Shape annotation entries =>
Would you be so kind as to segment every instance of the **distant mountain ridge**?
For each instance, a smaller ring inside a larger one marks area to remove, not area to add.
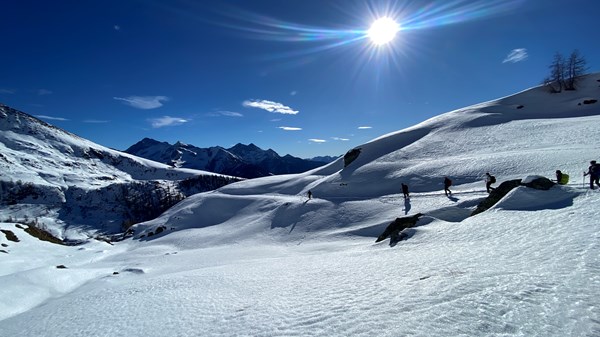
[[[243,178],[302,173],[320,166],[323,160],[307,160],[241,143],[226,149],[221,146],[200,148],[191,144],[159,142],[144,138],[125,150],[126,153],[177,168],[210,171]]]

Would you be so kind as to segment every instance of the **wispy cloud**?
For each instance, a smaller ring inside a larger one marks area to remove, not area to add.
[[[525,48],[517,48],[513,49],[508,56],[502,61],[502,63],[517,63],[521,61],[525,61],[527,59],[527,49]]]
[[[295,115],[299,112],[290,108],[289,106],[267,100],[249,100],[244,101],[242,105],[246,108],[259,108],[272,113],[280,113],[284,115]]]
[[[123,101],[125,104],[137,109],[156,109],[163,106],[162,102],[169,100],[166,96],[129,96],[129,97],[113,97],[117,101]]]
[[[48,119],[48,120],[52,120],[52,121],[68,121],[68,119],[66,119],[66,118],[52,117],[52,116],[46,116],[46,115],[35,115],[35,117],[41,118],[41,119]]]
[[[164,116],[164,117],[159,117],[159,118],[151,118],[149,119],[150,124],[152,124],[152,127],[157,129],[157,128],[162,128],[165,126],[176,126],[176,125],[181,125],[184,123],[189,122],[189,120],[185,119],[185,118],[181,118],[181,117],[171,117],[171,116]]]
[[[234,111],[215,111],[215,112],[209,112],[206,115],[210,116],[210,117],[221,117],[221,116],[225,116],[225,117],[244,117],[244,115],[242,115],[241,113],[234,112]]]
[[[293,127],[293,126],[280,126],[279,129],[284,130],[284,131],[300,131],[300,130],[302,130],[302,128],[297,128],[297,127]]]

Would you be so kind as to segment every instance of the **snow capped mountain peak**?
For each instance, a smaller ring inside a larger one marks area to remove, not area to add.
[[[0,223],[0,334],[596,335],[600,193],[579,172],[599,159],[598,80],[458,109],[323,167],[194,194],[113,245],[50,246]],[[10,161],[32,141],[14,133],[0,133]],[[519,183],[557,169],[571,181]],[[490,196],[485,172],[498,190],[518,181],[471,216]],[[408,217],[400,241],[378,240]]]
[[[323,165],[322,162],[290,155],[281,157],[271,149],[265,151],[252,143],[238,143],[224,149],[220,146],[199,148],[181,142],[170,145],[166,142],[142,140],[126,152],[175,167],[207,170],[244,178],[299,173]]]

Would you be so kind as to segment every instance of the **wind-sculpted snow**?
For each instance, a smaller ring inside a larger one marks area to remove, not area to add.
[[[34,221],[61,239],[122,233],[188,191],[234,180],[202,179],[214,174],[108,149],[3,105],[0,112],[0,221]]]
[[[0,234],[0,336],[597,336],[600,191],[580,172],[600,159],[600,112],[576,104],[597,77],[382,136],[346,168],[196,194],[114,245]],[[569,184],[469,216],[485,172],[498,186],[557,169]],[[417,213],[401,241],[375,243]]]
[[[49,266],[38,277],[87,275],[88,282],[73,279],[76,289],[55,288],[63,295],[17,316],[5,307],[0,336],[592,336],[600,329],[600,247],[590,224],[599,213],[587,206],[599,195],[576,194],[570,212],[434,220],[394,249],[360,237],[180,244],[201,243],[194,232],[121,243],[121,252],[65,247],[73,257],[46,263],[72,261],[69,268]],[[2,277],[4,294],[17,291],[7,277],[14,276]],[[22,287],[27,298],[40,296]]]

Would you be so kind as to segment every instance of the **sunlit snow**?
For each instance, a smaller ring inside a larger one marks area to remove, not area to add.
[[[113,244],[0,223],[20,240],[0,234],[0,336],[598,336],[600,190],[582,175],[600,159],[600,103],[582,104],[598,80],[440,115],[345,168],[196,194]],[[485,172],[497,186],[557,169],[568,185],[469,217]],[[375,243],[416,213],[403,240]]]

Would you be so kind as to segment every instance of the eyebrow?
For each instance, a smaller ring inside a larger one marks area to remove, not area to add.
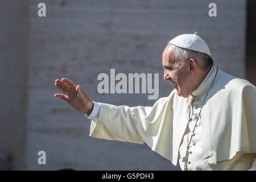
[[[169,67],[169,66],[167,66],[167,65],[164,65],[164,69],[172,69],[172,67]]]

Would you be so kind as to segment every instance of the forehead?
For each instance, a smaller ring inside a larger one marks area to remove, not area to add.
[[[164,48],[162,55],[163,66],[174,65],[179,61],[175,59],[174,53],[175,50],[171,44],[168,45]]]

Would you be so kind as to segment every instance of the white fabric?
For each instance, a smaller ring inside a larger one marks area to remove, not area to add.
[[[204,80],[202,81],[200,85],[199,85],[199,86],[198,88],[200,87],[201,85],[202,85],[204,83],[205,80],[207,80],[207,78],[209,77],[210,73],[212,73],[213,70],[213,67],[212,67],[212,68],[210,69],[208,74],[207,75],[206,77],[204,79]],[[97,122],[97,121],[98,121],[98,115],[100,114],[100,104],[98,104],[98,102],[96,102],[94,101],[92,101],[92,102],[93,102],[93,104],[94,104],[93,110],[89,116],[87,116],[87,115],[86,114],[85,114],[85,116],[88,119],[93,120],[94,122]]]
[[[88,116],[86,114],[85,114],[88,118],[97,122],[98,121],[98,114],[100,114],[100,106],[98,102],[94,101],[92,102],[93,102],[93,109],[92,113],[90,113],[90,115]]]
[[[193,106],[196,106],[193,114],[198,114],[200,99],[205,96],[216,72],[213,67],[207,80],[192,93],[196,97]],[[99,103],[98,121],[92,121],[90,135],[140,144],[146,142],[176,166],[185,152],[183,144],[187,143],[187,137],[184,136],[188,133],[186,127],[192,98],[179,97],[176,92],[174,90],[169,97],[159,99],[152,107]],[[256,128],[255,103],[254,85],[219,70],[193,138],[196,144],[189,156],[189,169],[250,169],[255,159],[253,153],[256,153],[256,134],[253,132]],[[190,125],[192,123],[193,121]],[[217,164],[210,165],[214,163]]]
[[[179,47],[201,52],[210,56],[208,46],[199,36],[194,34],[183,34],[176,36],[169,43]]]

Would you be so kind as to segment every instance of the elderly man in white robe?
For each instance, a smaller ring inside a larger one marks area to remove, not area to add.
[[[92,101],[67,78],[55,97],[92,119],[90,136],[146,143],[183,170],[255,170],[255,86],[214,65],[196,33],[171,40],[162,64],[175,89],[151,107]]]

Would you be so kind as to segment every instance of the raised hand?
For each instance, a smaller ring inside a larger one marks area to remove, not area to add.
[[[56,79],[55,86],[64,94],[57,93],[54,97],[61,98],[73,107],[89,115],[93,109],[93,102],[82,90],[79,85],[76,85],[68,78]]]

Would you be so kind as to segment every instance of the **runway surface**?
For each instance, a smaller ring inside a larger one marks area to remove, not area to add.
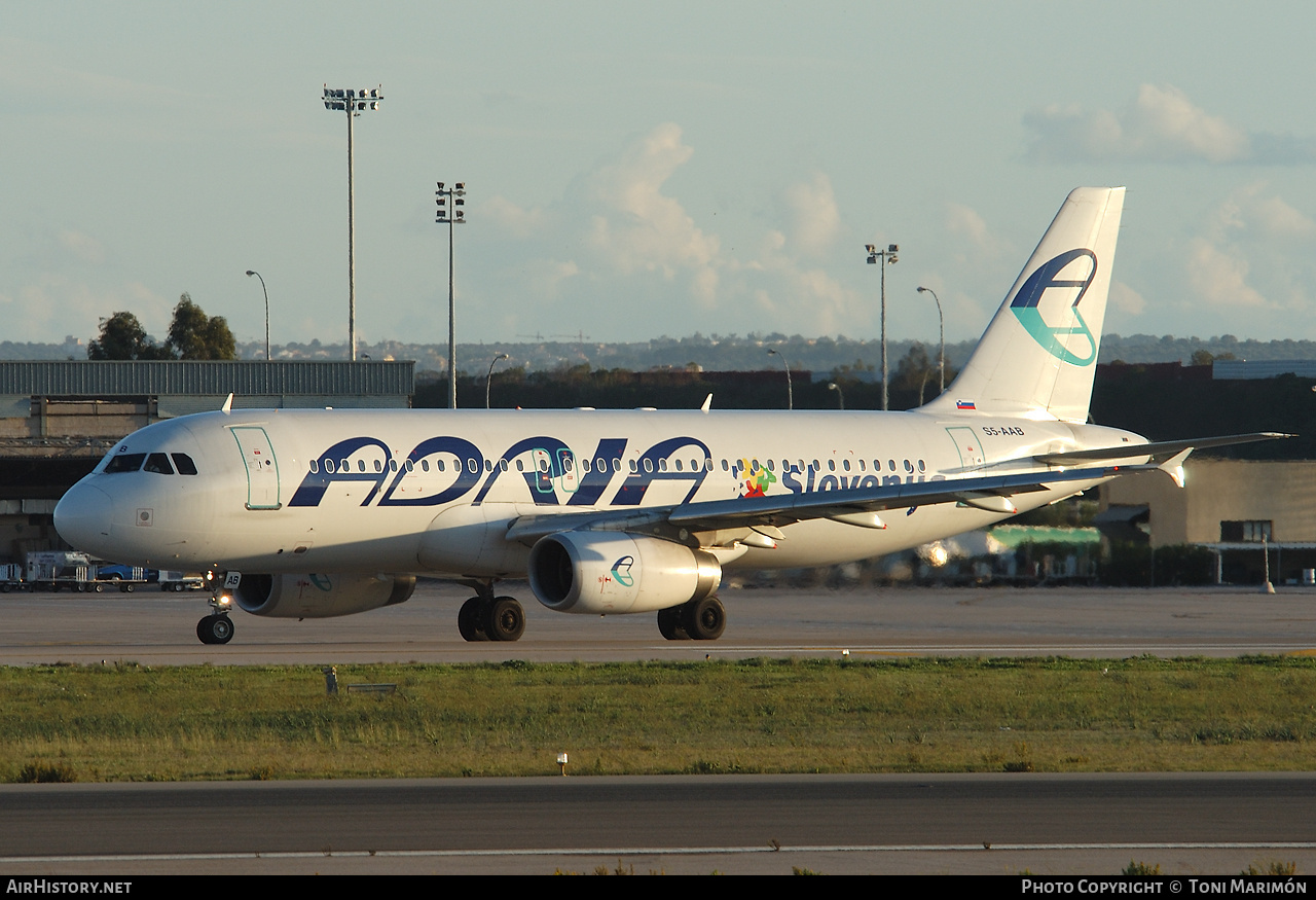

EXERCISE =>
Could you edit the entries above by replacing "Would you be so kind as to segment" with "Please outline" and leaving everything else the same? Leave out the pictures.

ANSWER TO THE PROBLEM =>
Please outline every instance of the **distant mountain ridge**?
For each instance, a smaller ring inside a larger one marks area to remove, not area to add.
[[[243,178],[302,173],[320,166],[323,160],[307,160],[241,143],[226,149],[221,146],[200,148],[191,144],[159,142],[144,138],[125,150],[126,153],[177,168],[210,171]]]

Please outline every instance of the **wispy cloud**?
For each instance, a smaller ring inside a larger one marks area to remove, not area to add.
[[[525,48],[517,48],[513,49],[508,56],[502,61],[502,63],[517,63],[521,61],[525,61],[527,59],[527,49]]]
[[[295,115],[299,112],[290,108],[289,106],[267,100],[249,100],[244,101],[242,105],[246,108],[259,108],[272,113],[280,113],[284,115]]]
[[[123,101],[125,104],[137,109],[156,109],[163,106],[162,102],[169,100],[166,96],[129,96],[129,97],[113,97],[117,101]]]
[[[48,119],[48,120],[52,120],[52,121],[68,121],[68,119],[66,119],[66,118],[52,117],[52,116],[46,116],[46,115],[35,115],[35,117],[41,118],[41,119]]]
[[[164,116],[164,117],[159,117],[159,118],[151,118],[149,119],[150,124],[152,124],[152,127],[157,129],[157,128],[162,128],[165,126],[176,126],[176,125],[181,125],[184,123],[189,122],[189,120],[185,119],[185,118],[181,118],[181,117],[171,117],[171,116]]]
[[[234,111],[215,111],[215,112],[209,112],[206,115],[210,116],[210,117],[221,117],[221,116],[225,116],[225,117],[244,117],[244,115],[242,115],[241,113],[234,112]]]
[[[293,127],[293,126],[280,126],[279,129],[284,130],[284,131],[300,131],[300,130],[302,130],[302,128],[297,128],[297,127]]]

Please outline every instance of the **snow capped mountain peak**?
For each instance, a smaller ring inside a larger one marks area to remove, not area to add.
[[[0,223],[0,334],[596,335],[600,193],[579,172],[599,159],[598,80],[458,109],[323,167],[194,194],[113,245],[50,246]],[[10,161],[32,141],[14,133],[0,133]],[[519,183],[557,169],[571,181]],[[490,196],[485,172],[498,190],[518,181],[471,216]],[[408,217],[400,241],[378,240]]]
[[[323,165],[322,162],[290,155],[281,157],[271,149],[265,151],[252,143],[238,143],[224,149],[220,146],[199,148],[181,142],[170,145],[166,142],[142,140],[126,152],[175,167],[207,170],[244,178],[299,173]]]

Please outline every instance of the **wind-sculpted snow**?
For each instance, a smaller ring inside a larger one marks area to remove, not area to add.
[[[34,221],[61,239],[122,233],[188,191],[234,180],[202,179],[214,174],[108,149],[3,105],[0,112],[0,221]]]
[[[0,234],[0,336],[597,336],[600,191],[580,172],[600,159],[600,112],[576,104],[597,77],[382,136],[346,168],[196,194],[114,245]],[[569,184],[469,216],[485,172],[498,186],[557,169]],[[417,213],[401,241],[375,243]]]
[[[49,266],[38,277],[87,275],[88,282],[73,279],[76,289],[55,288],[63,295],[17,316],[5,307],[0,336],[592,336],[600,329],[600,247],[590,224],[599,213],[587,206],[599,195],[576,194],[570,212],[434,220],[394,249],[360,237],[180,244],[201,243],[194,232],[121,243],[121,252],[65,247],[73,257],[46,263],[72,261],[69,268]],[[2,277],[4,294],[17,291],[7,277],[14,276]],[[22,287],[27,298],[40,296]]]

Please outline every instance of the **sunlit snow**?
For each instance, a smaller ring inside a larger one marks area to remove, not area to add.
[[[113,244],[0,223],[20,240],[0,234],[0,336],[598,336],[600,190],[582,175],[600,159],[600,103],[582,104],[598,80],[440,115],[345,168],[196,194]],[[485,172],[497,186],[557,169],[568,185],[469,217]],[[375,243],[416,213],[403,240]]]

Please outline every instance of the eyebrow?
For each instance, a smaller ring inside a larger one marks area to remove, not area to add.
[[[169,67],[169,66],[167,66],[167,65],[164,65],[164,69],[172,69],[172,67]]]

Please outline every instance of the forehead?
For each instance, a smaller ring inside a larger one marks area to remove, not area to add.
[[[164,48],[162,55],[163,66],[174,65],[179,61],[175,59],[174,53],[175,50],[171,44],[168,45]]]

Please outline every instance of the white fabric?
For each instance, a smaller ring inside a larger one marks area to remove, not area to add.
[[[204,80],[202,81],[200,85],[199,85],[199,86],[198,88],[200,87],[201,85],[202,85],[204,83],[205,80],[207,80],[207,78],[209,77],[210,73],[212,73],[213,70],[213,67],[212,67],[212,68],[210,69],[208,74],[207,75],[206,77],[204,79]],[[97,122],[97,121],[98,121],[98,115],[100,114],[100,104],[98,104],[98,102],[96,102],[94,101],[92,101],[92,102],[93,102],[93,104],[94,104],[93,110],[89,116],[87,116],[87,115],[86,114],[85,114],[85,116],[88,119],[93,120],[94,122]]]
[[[88,116],[86,114],[85,114],[88,118],[97,122],[98,121],[98,114],[100,114],[100,106],[98,102],[94,101],[92,102],[93,102],[93,109],[92,113],[90,113],[90,115]]]
[[[193,106],[196,106],[193,114],[198,114],[200,99],[205,96],[216,72],[213,67],[207,80],[192,93],[196,97]],[[99,103],[98,121],[92,121],[90,135],[140,144],[146,142],[176,166],[185,152],[183,144],[187,143],[187,137],[184,136],[188,133],[186,127],[192,98],[179,97],[176,92],[174,90],[169,97],[159,99],[152,107]],[[256,128],[255,103],[254,85],[219,70],[193,138],[196,144],[189,156],[189,169],[250,169],[255,159],[253,153],[256,153],[256,134],[253,132]],[[190,125],[192,123],[193,121]],[[217,164],[210,165],[214,163]]]
[[[179,47],[201,52],[210,56],[208,46],[199,36],[194,34],[183,34],[176,36],[169,43]]]

Please outline every instance of the elderly man in white robe?
For each instance, a smaller ring inside a larger one marks area to remove, not area to add.
[[[92,101],[67,78],[55,97],[92,119],[90,136],[146,143],[183,170],[255,170],[255,86],[214,65],[196,33],[171,40],[162,64],[175,89],[151,107]]]

Please outline every instance of the raised hand?
For each instance, a smaller ring inside a larger one marks area to remove, not area to add.
[[[56,79],[55,86],[64,94],[57,93],[54,97],[61,98],[73,107],[89,115],[93,109],[93,102],[82,90],[79,85],[76,85],[68,78]]]

Please outline every instance of the **runway surface**?
For each instance, a smaller ring inside a larger one marks area to remove, not area to add.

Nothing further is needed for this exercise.